WHAT IS NEEDED:
Rewrite the lines of the material below, starting at "of the stony" and ending at "x=184, y=129", both included, and leave all other text unchanged. Multiply each x and y coordinate value in the answers by 2.3, rounding to the nearest whole number with halves going up.

◆ ◆ ◆ ◆

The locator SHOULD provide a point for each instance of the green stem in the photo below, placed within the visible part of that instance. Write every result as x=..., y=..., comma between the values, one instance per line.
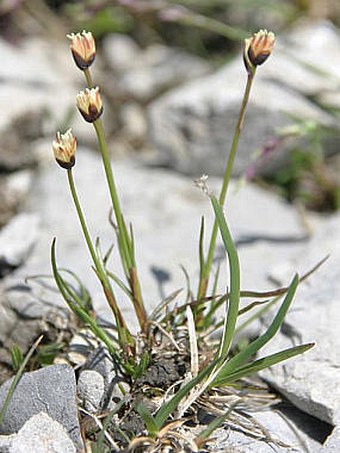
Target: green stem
x=203, y=284
x=127, y=257
x=124, y=240
x=123, y=332
x=88, y=77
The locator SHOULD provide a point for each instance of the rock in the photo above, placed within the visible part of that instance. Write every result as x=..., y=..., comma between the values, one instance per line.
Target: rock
x=120, y=51
x=282, y=431
x=13, y=190
x=165, y=209
x=36, y=86
x=332, y=444
x=312, y=380
x=81, y=345
x=17, y=240
x=143, y=74
x=90, y=390
x=133, y=122
x=6, y=442
x=192, y=126
x=42, y=434
x=51, y=390
x=100, y=361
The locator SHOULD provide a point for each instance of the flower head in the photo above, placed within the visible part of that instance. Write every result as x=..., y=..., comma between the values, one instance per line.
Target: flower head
x=64, y=148
x=90, y=104
x=258, y=48
x=83, y=48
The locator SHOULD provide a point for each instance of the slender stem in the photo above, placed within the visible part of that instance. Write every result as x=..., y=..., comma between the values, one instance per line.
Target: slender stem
x=88, y=77
x=82, y=219
x=128, y=261
x=123, y=332
x=203, y=284
x=124, y=240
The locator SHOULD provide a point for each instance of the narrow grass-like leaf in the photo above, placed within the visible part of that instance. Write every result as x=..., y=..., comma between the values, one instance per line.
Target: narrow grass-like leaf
x=141, y=367
x=257, y=315
x=164, y=304
x=234, y=266
x=84, y=293
x=120, y=283
x=264, y=362
x=107, y=255
x=265, y=294
x=204, y=435
x=189, y=295
x=192, y=342
x=17, y=357
x=201, y=249
x=77, y=308
x=148, y=419
x=239, y=359
x=17, y=378
x=98, y=447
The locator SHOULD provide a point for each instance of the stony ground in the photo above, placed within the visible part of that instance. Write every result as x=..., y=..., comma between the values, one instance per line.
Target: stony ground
x=184, y=129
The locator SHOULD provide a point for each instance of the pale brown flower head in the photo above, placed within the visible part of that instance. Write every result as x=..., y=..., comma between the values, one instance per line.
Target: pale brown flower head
x=83, y=48
x=258, y=48
x=89, y=103
x=64, y=148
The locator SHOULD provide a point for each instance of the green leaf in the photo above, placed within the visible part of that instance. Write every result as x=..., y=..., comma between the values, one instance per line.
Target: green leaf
x=261, y=364
x=201, y=251
x=167, y=408
x=234, y=297
x=148, y=419
x=215, y=424
x=141, y=367
x=17, y=357
x=239, y=359
x=75, y=305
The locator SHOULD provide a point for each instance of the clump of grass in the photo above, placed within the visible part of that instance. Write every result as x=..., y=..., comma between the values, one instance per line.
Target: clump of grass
x=211, y=369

◆ ◆ ◆ ◆

OUTPUT FOR THIS TASK:
The locator SHOULD provide a point for each instance of the stony ground in the photo above, placed within the visible part of that instance. Write every result as x=..., y=..., comma between the values, one instance per line.
Target: stony ground
x=423, y=297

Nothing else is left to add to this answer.